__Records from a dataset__
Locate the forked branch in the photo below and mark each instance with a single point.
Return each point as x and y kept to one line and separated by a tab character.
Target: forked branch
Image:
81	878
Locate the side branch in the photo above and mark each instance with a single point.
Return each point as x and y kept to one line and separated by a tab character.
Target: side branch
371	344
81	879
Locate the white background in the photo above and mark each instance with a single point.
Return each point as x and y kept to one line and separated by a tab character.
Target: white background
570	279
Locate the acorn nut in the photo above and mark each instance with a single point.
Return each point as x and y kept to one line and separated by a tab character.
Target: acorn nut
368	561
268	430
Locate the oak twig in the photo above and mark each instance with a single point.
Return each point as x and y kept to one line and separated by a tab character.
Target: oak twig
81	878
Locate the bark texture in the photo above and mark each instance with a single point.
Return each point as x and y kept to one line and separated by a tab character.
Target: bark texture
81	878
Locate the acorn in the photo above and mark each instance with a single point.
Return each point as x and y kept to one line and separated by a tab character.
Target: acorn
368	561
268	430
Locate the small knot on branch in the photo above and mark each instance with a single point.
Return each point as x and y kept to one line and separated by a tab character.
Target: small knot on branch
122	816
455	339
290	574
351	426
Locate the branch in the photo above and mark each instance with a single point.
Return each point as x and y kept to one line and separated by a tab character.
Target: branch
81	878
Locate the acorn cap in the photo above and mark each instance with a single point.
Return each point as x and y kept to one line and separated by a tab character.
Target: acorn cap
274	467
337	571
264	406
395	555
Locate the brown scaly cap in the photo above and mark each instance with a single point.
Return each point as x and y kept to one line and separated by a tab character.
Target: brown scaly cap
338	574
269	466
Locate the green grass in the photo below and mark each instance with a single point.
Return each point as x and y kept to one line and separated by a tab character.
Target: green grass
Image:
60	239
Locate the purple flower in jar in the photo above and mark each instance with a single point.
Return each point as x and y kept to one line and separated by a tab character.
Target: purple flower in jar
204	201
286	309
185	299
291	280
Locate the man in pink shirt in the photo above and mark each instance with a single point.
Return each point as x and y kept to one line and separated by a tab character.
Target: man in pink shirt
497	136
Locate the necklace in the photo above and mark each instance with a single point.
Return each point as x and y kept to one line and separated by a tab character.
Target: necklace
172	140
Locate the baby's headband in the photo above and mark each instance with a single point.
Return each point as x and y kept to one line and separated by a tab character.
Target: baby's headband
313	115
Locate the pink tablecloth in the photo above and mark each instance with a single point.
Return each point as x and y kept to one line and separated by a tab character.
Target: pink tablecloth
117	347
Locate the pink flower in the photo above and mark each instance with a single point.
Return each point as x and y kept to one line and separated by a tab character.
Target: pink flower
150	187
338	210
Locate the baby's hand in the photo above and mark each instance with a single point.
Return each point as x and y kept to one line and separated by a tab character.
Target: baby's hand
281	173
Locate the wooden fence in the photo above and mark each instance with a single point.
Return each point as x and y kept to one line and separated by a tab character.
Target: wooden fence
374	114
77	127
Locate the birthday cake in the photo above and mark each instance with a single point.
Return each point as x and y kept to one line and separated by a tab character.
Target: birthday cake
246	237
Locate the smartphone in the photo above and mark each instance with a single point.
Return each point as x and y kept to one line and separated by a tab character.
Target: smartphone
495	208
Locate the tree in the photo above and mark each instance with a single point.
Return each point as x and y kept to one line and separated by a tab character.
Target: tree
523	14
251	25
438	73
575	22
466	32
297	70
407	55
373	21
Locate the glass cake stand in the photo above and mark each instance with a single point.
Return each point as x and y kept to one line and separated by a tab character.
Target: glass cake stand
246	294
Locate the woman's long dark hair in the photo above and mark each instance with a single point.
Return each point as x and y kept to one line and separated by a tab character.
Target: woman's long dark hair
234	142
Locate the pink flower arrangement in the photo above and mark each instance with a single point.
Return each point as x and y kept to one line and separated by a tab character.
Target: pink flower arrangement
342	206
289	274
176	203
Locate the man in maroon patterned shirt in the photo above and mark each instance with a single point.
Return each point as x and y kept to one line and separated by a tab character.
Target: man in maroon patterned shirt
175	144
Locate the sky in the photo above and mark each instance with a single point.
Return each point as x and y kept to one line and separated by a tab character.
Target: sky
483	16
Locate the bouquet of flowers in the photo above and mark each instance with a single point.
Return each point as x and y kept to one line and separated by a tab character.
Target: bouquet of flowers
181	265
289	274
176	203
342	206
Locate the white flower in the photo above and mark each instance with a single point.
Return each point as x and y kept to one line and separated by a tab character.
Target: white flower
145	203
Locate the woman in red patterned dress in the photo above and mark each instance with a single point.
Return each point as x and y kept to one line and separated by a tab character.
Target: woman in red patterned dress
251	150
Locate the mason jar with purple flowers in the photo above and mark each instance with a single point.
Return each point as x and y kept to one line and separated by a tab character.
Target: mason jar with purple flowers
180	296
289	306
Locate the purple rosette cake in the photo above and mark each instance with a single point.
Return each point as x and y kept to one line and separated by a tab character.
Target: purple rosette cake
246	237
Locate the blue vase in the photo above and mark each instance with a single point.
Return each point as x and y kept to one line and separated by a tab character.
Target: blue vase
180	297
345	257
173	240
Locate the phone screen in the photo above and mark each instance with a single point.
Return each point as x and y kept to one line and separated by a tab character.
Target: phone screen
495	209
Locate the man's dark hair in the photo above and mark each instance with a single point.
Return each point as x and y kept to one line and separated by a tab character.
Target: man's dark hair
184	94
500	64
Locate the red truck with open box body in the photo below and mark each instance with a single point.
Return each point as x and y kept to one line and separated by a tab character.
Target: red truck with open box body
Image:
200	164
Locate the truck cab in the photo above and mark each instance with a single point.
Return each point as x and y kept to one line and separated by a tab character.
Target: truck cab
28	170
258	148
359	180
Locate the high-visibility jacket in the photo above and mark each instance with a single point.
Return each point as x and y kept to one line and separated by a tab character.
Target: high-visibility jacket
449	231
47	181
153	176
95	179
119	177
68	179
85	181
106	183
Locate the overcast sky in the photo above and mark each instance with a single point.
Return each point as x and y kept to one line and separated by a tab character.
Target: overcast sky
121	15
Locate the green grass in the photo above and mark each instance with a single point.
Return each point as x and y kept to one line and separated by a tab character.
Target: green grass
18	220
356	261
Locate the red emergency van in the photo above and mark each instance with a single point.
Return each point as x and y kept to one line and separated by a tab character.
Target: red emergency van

__SHORT PROBLEM__
Echo every line of the listing above verbatim.

__REPLY TO THE TASK__
Locate the forked branch in the photo below and mark each instance with a single point.
Return each point as x and y kept to one line and separated by a tab character.
Target: forked branch
Image:
81	878
Locate the side branch in the photo above and mark each instance with a single point.
Return each point as x and y kept to one line and separated by a tab character.
Target: side branch
371	344
81	879
Locate the white background in the photo above and mark each instance with a single point.
Return each point as x and y kept to one line and separated by a tab character.
Target: white background
570	279
Locate the acorn nut in the photo above and mark each instance with a single point.
Return each point as x and y kept to one line and separated by a tab character.
Target: acorn nut
368	561
268	430
Locate the oak twig in the photo above and mark each instance with a single point.
Return each point as x and y kept to one line and separated by a tab character.
Target: oak twig
81	878
Locate the bark texture in the photo above and mark each instance with a single point.
Return each point as x and y kept to one line and separated by a tab character.
Target: bark texture
81	878
Locate the acorn in the photo above and mark each instance with a single point.
Return each point as x and y kept to one line and separated by a tab character.
Target: acorn
368	561
268	430
Locate the small knot on branch in the photo above and mark each instance with a single point.
Return each point as x and y kept to one line and separated by a tab character.
Target: small knot on branch
122	816
455	339
290	574
351	426
Locate the branch in the photo above and mark each instance with a single point.
Return each point as x and y kept to one line and separated by a tab character.
Target: branch
81	878
Locate the acorn cap in the photo above and mark each instance with a single point.
Return each point as x and y kept to one line and separated by a tab character.
Target: acorn cap
274	467
337	571
264	406
395	555
Locate the brown scaly cap in the photo above and mark each instance with a single point.
Return each point as x and y kept to one line and separated by a tab character.
Target: brown scaly cap
338	574
269	466
Locate the green grass in the photo below and mark each instance with a single point.
Return each point as x and y kept to one line and separated by a tab character.
Target: green grass
Image:
60	239
Locate the purple flower in jar in the photo above and mark each instance with a single point.
Return each point as x and y kept to one line and separated by a tab character.
Target: purple flower in jar
204	201
286	309
185	299
291	280
Locate the man in pink shirt in the photo above and mark each instance with a single point.
Return each point as x and y kept to one line and separated by a tab character.
Target: man in pink shirt
497	136
Locate the necklace in the photo above and mark each instance with a single point.
Return each point as x and y kept to one line and separated by a tab character.
Target: necklace
172	140
Locate the baby's headband in the photo above and mark each instance with a single point.
Return each point as x and y kept to one line and separated by a tab character.
Target: baby's headband
313	115
Locate the pink tablecloth in the photo above and mark each instance with a single point.
Return each point as x and y kept to one line and separated by a tab character.
Target: pink tablecloth
117	347
Locate the pink flower in the photo above and mark each instance with a single point.
Return each point as x and y kept to one line and separated by a tab character.
Target: pink flower
150	187
338	210
Locate the baby's hand in the photo above and mark each instance with a single point.
Return each point as x and y kept to one line and separated by a tab character.
Target: baby's hand
281	173
Locate the wooden fence in the photo above and mark each instance with a single point.
Return each point as x and y kept to one line and separated by a tab character.
Target: wooden fence
374	114
77	127
Locate the birthday cake in the photo above and mark each instance with a single point.
Return each point as x and y kept to one line and separated by a tab character.
Target: birthday cake
246	237
Locate the smartphone in the photo above and mark each instance with a single point.
Return each point as x and y kept to one line and separated by a tab character.
Target: smartphone
495	208
Locate the tree in the photo above and mark each instance with a single point.
Return each point as x and y kept to one line and separated by a tab character.
Target: tree
523	14
251	25
438	73
575	22
466	32
297	70
407	55
373	21
Locate the glass cake stand in the photo above and mark each instance with a single point.
Return each point as x and y kept to one line and separated by a tab character.
Target: glass cake stand
246	294
Locate the woman's long dark hair in the photo above and mark each instance with a single point.
Return each point as x and y kept to one line and separated by a tab character.
Target: woman's long dark hair
234	142
Locate the pink flower arrangement in the photo above and mark each instance with a single point.
Return each point as x and y kept to one line and separated by a tab character.
Target: pink flower arrangement
342	206
289	274
176	203
Locate the man in maroon patterned shirt in the photo above and mark each instance with a single point.
Return each point as x and y kept to one line and separated by a tab character.
Target: man in maroon patterned shirt
175	144
Locate the sky in the photo above and mark each instance with a single point.
Return each point as x and y kept to one line and separated by a tab character.
Target: sky
483	16
Locate the bouquet of flowers in the photo above and mark each instance with a single point.
Return each point as x and y kept to one line and separated by a tab character.
Target: bouquet of flowers
181	265
289	274
176	203
342	206
Locate the white flower in the photo above and mark each instance with a single point.
Return each point as x and y kept to one line and separated by a tab character.
Target: white flower
145	203
Locate the woman in red patterned dress in the photo above and mark each instance with a single point.
Return each point as x and y kept to one line and separated by a tab character.
Target: woman in red patterned dress
251	150
Locate the mason jar with purple flowers in the photo above and mark each instance with a single point.
Return each point as x and y kept to one line and separated by a tab character.
Target: mason jar with purple flowers
180	296
289	306
Locate the purple rosette cake in the photo above and mark each instance with a single point.
Return each point as x and y kept to one line and separated by a tab character.
Target: purple rosette cake
246	237
Locate the blue vase in the photo above and mark each instance with a single point.
Return each point as x and y kept to one line and separated by a tab character.
Target: blue vase
180	297
345	257
173	240
Locate the phone screen in the photo above and mark each instance with a single point.
Return each point as x and y kept to one line and separated by a tab character.
Target: phone screen
495	209
Locate the man's dark hair in the photo above and mark each instance with a single point.
Return each point as x and y kept to one line and separated by a tab character.
Target: man's dark hair
184	94
500	64
Locate the red truck with open box body in the photo below and mark each instance with a single point.
Return each point as x and y kept to one line and separated by a tab character.
Target: red truck with open box body
Image:
200	164
Locate the truck cab in the photo above and mark each instance with a single point.
Return each point as x and y kept to one line and separated by a tab character.
Target: truck cab
28	170
258	148
359	180
Locate the high-visibility jacket in the photo above and mark each instance with a single point.
Return each point as x and y kept to one line and separated by a tab character.
Target: high-visibility jacket
449	231
47	181
153	176
95	179
119	177
68	179
85	181
106	183
Locate the overcast sky in the photo above and mark each instance with a single point.
Return each point as x and y kept to one line and separated by a tab character.
Target: overcast sky
121	15
Locate the green grass in the photo above and mark each instance with a single point.
Return each point as x and y kept to one line and separated by a tab character.
Target: green grass
18	220
356	261
Locate the red emergency van in the photo above and mark each instance with a single point.
Return each point as x and y kept to one line and separated by a tab character.
Target: red emergency van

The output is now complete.